*DIRECTIONS*
List every line in the data below that contains the word "reads", treating uppercase and lowercase as different.

*DATASET ENTRIES*
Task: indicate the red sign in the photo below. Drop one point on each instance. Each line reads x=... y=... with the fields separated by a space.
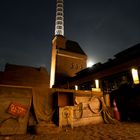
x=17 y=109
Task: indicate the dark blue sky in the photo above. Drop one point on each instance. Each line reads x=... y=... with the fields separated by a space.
---
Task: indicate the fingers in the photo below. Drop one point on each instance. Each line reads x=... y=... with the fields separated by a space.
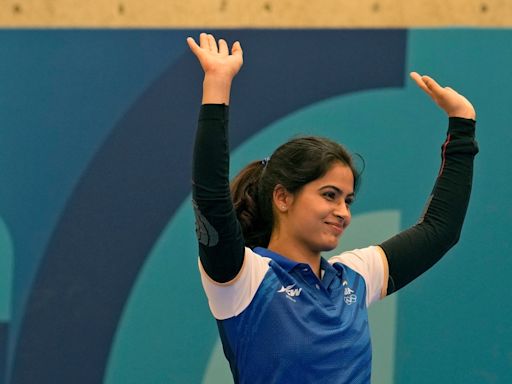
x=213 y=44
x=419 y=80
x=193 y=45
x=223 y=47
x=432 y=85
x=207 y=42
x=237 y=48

*PROBLEM SOLUTION*
Task: indicate the red sign in the photo below. Drop one point on each instance. Each line reads x=... y=... with the fields separated by a space.
Task: indicate the dark blue sky in the photo above. Drop one point on each instance. Each line reads x=... y=... with the fields separated by a space.
Task: indicate the fingers in the photo below. Drop one point on each instance. Each line reads x=... y=... with the fields separated by a space.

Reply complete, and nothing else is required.